===== DATASET CONTENT

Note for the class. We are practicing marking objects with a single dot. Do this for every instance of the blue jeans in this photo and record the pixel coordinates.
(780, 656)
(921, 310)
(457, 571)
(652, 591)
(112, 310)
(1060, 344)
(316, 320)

==========

# WORK REQUEST:
Extract the full set of entries word for word.

# COMPLETED EXERCISE:
Note for the class. We are practicing marking objects with a single dot. Do this for every instance of the blue jeans in this photo and record the pixel coordinates.
(780, 656)
(921, 310)
(457, 571)
(652, 591)
(112, 310)
(1060, 344)
(316, 320)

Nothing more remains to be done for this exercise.